### TASK DETAILS
In the material below, set down the stretch from the line containing "Per instance of the suede" through the line containing "(1119, 309)", reproducing each line unchanged.

(A block of data)
┄┄┄┄┄┄┄┄┄┄
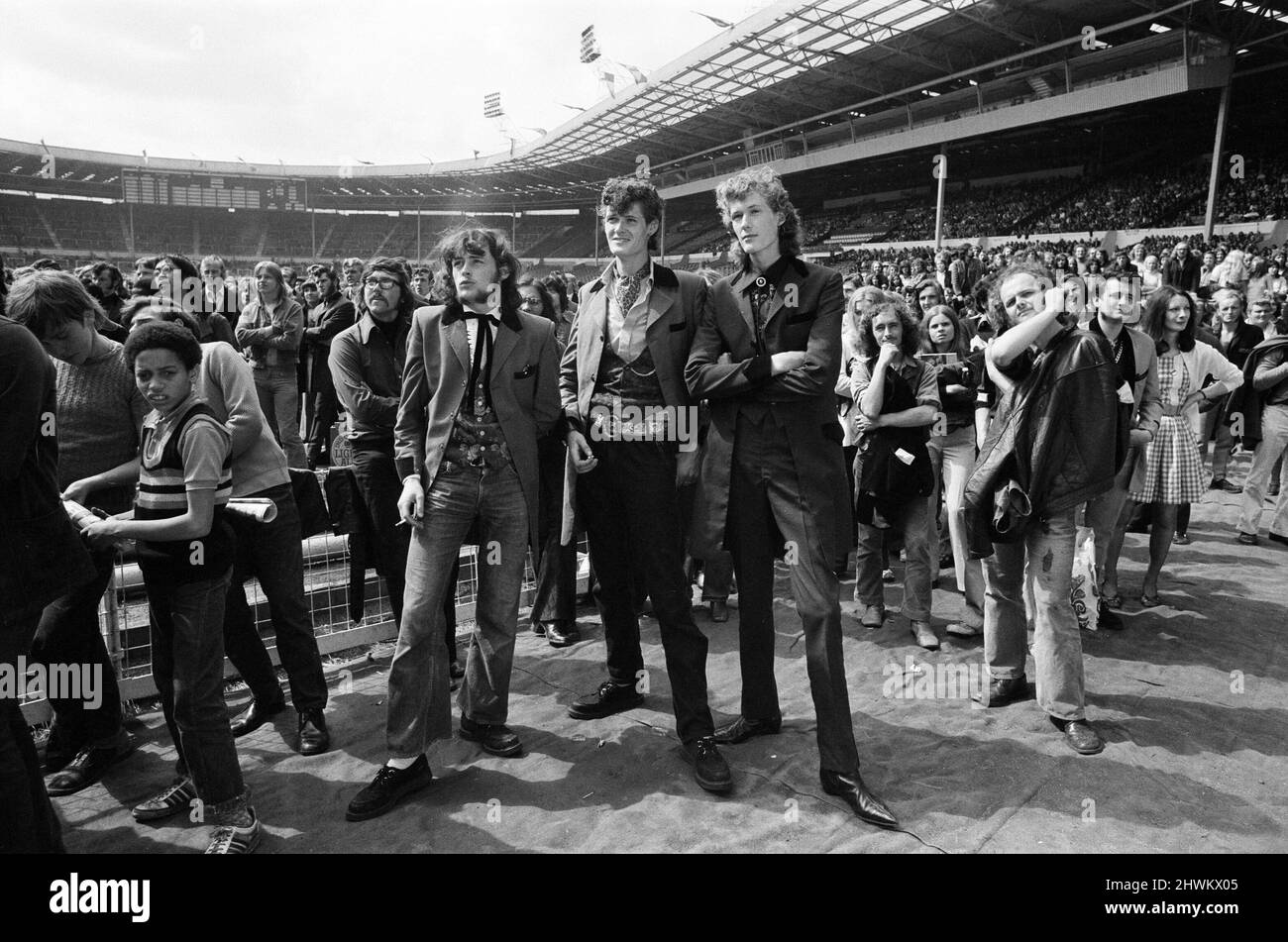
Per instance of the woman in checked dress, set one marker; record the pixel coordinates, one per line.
(1172, 470)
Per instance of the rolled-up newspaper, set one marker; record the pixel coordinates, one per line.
(262, 510)
(80, 515)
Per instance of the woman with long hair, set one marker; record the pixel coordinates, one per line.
(897, 399)
(1173, 470)
(952, 453)
(270, 330)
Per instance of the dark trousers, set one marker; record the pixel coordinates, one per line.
(273, 554)
(555, 598)
(188, 668)
(321, 409)
(632, 521)
(68, 633)
(380, 488)
(765, 507)
(27, 820)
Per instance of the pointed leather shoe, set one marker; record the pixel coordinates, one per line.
(742, 728)
(857, 795)
(1004, 691)
(387, 787)
(709, 769)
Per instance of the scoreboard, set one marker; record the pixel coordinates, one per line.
(156, 188)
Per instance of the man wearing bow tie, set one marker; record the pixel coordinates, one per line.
(773, 475)
(478, 389)
(632, 440)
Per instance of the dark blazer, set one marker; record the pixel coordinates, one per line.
(1245, 336)
(803, 398)
(338, 313)
(675, 306)
(524, 392)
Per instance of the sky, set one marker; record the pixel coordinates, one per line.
(320, 82)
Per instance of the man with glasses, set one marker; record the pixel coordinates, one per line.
(478, 389)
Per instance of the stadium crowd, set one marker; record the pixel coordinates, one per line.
(967, 409)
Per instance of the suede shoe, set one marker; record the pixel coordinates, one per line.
(314, 738)
(1081, 735)
(89, 765)
(874, 616)
(925, 636)
(256, 715)
(608, 699)
(1004, 691)
(496, 739)
(562, 633)
(387, 787)
(709, 769)
(743, 728)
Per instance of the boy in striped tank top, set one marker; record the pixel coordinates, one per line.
(185, 554)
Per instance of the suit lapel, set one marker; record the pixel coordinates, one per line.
(738, 287)
(506, 340)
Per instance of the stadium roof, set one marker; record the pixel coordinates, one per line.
(773, 72)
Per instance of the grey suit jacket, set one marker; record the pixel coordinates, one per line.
(524, 392)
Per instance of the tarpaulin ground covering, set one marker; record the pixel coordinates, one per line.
(1189, 697)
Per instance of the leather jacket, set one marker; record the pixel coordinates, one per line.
(1056, 437)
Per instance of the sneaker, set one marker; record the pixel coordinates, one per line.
(174, 799)
(233, 839)
(387, 787)
(608, 699)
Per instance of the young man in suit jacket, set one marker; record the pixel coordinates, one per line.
(631, 433)
(478, 389)
(773, 472)
(1119, 309)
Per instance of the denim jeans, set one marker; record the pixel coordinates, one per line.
(1042, 564)
(27, 820)
(68, 633)
(273, 554)
(188, 668)
(419, 679)
(914, 524)
(380, 488)
(631, 512)
(278, 389)
(953, 460)
(1270, 450)
(765, 502)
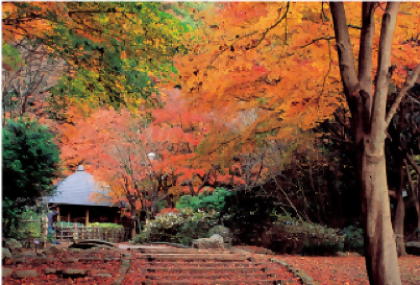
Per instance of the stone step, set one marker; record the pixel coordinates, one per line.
(214, 282)
(184, 269)
(159, 277)
(163, 250)
(225, 257)
(212, 264)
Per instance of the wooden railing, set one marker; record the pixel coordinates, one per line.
(76, 232)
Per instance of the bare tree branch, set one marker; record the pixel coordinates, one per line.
(409, 82)
(345, 52)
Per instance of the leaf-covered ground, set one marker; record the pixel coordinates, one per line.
(135, 275)
(349, 270)
(98, 261)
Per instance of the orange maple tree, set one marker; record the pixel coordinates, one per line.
(279, 60)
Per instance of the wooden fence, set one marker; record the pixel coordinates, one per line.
(76, 232)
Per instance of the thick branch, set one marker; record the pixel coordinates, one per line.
(412, 162)
(384, 74)
(366, 40)
(345, 52)
(409, 82)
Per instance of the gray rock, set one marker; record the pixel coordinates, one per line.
(28, 254)
(69, 260)
(5, 252)
(51, 250)
(413, 247)
(12, 243)
(75, 272)
(220, 230)
(102, 275)
(213, 242)
(16, 250)
(20, 260)
(48, 271)
(39, 260)
(6, 272)
(24, 273)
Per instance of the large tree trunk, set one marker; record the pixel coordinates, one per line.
(369, 124)
(414, 190)
(380, 253)
(400, 214)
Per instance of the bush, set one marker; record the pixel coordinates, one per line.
(291, 235)
(181, 227)
(30, 160)
(91, 225)
(207, 200)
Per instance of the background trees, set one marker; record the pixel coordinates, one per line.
(263, 99)
(30, 164)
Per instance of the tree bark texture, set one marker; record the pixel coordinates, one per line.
(400, 213)
(415, 190)
(368, 125)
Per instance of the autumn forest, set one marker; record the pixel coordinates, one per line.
(302, 113)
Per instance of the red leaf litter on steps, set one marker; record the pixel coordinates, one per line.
(349, 270)
(141, 270)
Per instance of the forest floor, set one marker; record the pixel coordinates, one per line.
(104, 266)
(350, 270)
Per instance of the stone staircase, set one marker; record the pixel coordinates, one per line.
(168, 265)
┄┄┄┄┄┄┄┄┄┄
### THE SOLUTION
Per instance of the suede shoe, set one marker; record the pixel coordinates, one per line.
(314, 738)
(1081, 735)
(89, 765)
(874, 616)
(925, 636)
(256, 715)
(608, 699)
(1004, 691)
(496, 739)
(562, 633)
(387, 787)
(709, 769)
(743, 728)
Per instance of the boy in striped tank top, set one marker; record the pixel coordinates, one per line.
(185, 554)
Per instance of the suit lapel, set one marker; record the pixel coordinates, one per line.
(738, 287)
(506, 340)
Per instance of the stadium roof, set one marker; record the pixel coordinates, one per line.
(773, 72)
Per instance of the grey suit jacket, set one marker; record the pixel coordinates, one per line.
(524, 392)
Per instance of the tarpaulin ground covering, set one marker; record the pixel coordinates, one per line.
(1189, 697)
Per instance of the leather jacket, set one marker; record the pixel coordinates, one per line.
(1056, 437)
Per instance of the sneaker, set one marker; record the pixel coordinates, one per line.
(174, 799)
(233, 839)
(387, 787)
(608, 699)
Per instance of the young man in suit jacket, set one marker; record the pixel coordinates, one per line.
(631, 433)
(478, 389)
(773, 472)
(1119, 309)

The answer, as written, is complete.